**What you should do:** Rescale the items from the line that has "Please outline every instance of the soil" through the line that has "[[[0,317],[52,317],[53,312],[16,296],[0,296]]]", both included: write each of those lines again, requests unchanged, with every coordinate in the outlines multiplied by 1.9 and rounded to a whole number, halves rounded up. Give only those lines.
# START OF Records to use
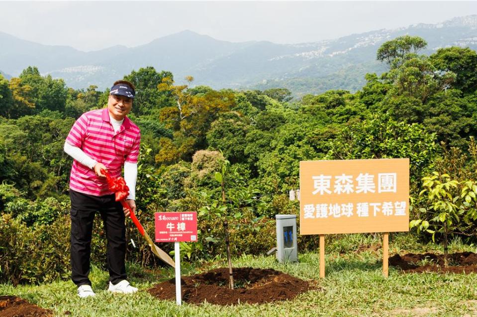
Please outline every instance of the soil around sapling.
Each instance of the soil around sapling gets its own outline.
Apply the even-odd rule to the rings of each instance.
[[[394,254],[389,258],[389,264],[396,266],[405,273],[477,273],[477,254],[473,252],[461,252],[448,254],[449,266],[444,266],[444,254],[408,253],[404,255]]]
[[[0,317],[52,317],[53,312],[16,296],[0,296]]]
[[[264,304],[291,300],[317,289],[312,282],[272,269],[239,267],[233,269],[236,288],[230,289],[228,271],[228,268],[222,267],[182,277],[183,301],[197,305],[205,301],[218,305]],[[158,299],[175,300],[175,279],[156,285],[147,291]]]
# END OF Records to use
# START OF Records to use
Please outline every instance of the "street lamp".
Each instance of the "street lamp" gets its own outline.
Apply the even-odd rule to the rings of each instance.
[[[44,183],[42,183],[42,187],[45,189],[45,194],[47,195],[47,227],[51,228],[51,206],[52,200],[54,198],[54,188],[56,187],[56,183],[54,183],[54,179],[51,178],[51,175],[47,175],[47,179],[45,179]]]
# END OF Records to use
# START OF Records to use
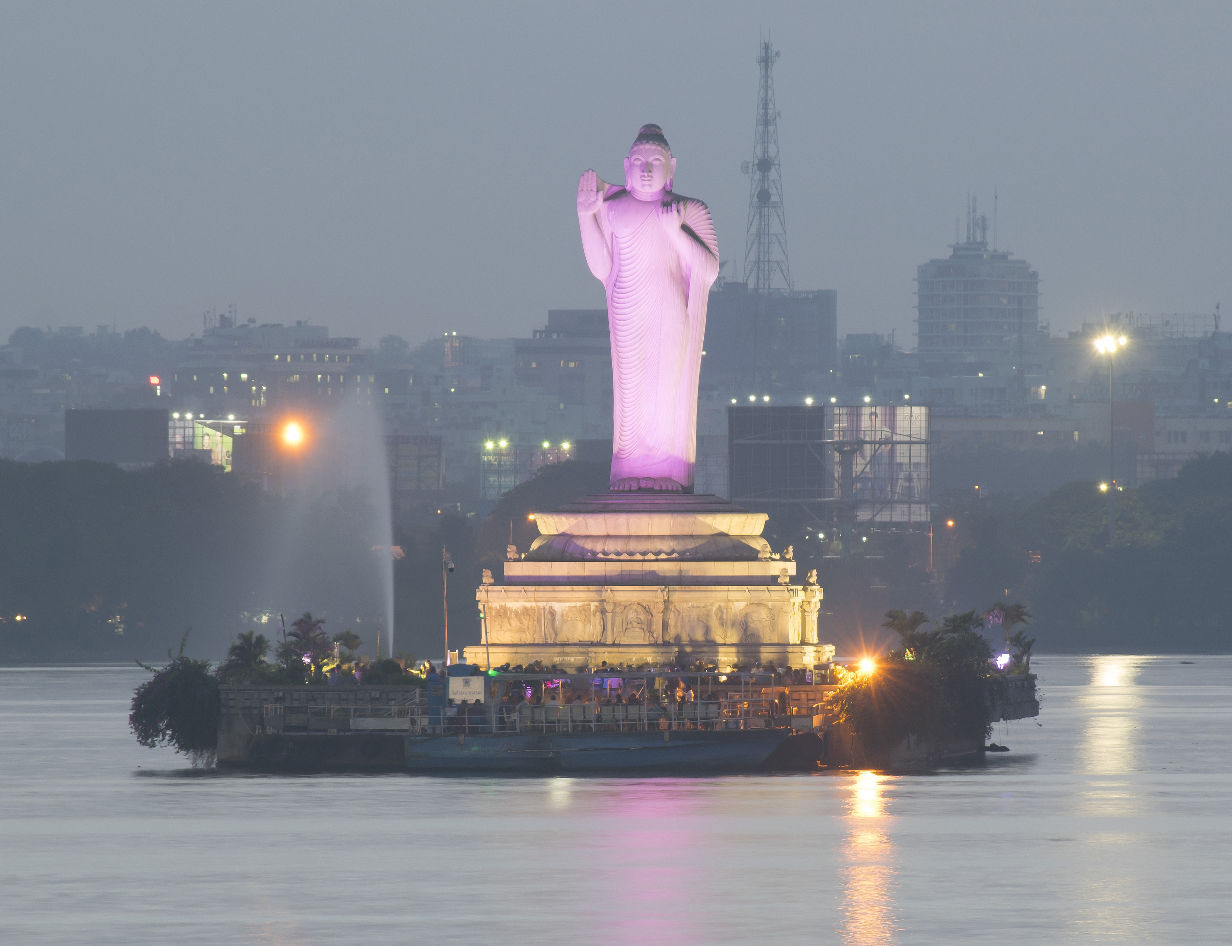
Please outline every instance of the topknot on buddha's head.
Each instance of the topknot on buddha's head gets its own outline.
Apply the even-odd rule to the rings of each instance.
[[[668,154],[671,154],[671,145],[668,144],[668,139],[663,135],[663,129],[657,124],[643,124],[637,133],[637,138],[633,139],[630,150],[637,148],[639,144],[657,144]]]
# END OF Records to use
**Written answer:**
Please outline every instance of the soil around sapling.
Each instance of the soil around sapling gets its own outline.
Apply the even-odd rule to the rings of each instance.
[[[749,483],[739,490],[739,502],[752,505],[770,519],[906,519],[906,483],[899,479],[876,479],[851,483],[853,505],[844,505],[844,483],[775,481],[768,485]]]
[[[0,602],[99,602],[101,593],[30,562],[0,562]]]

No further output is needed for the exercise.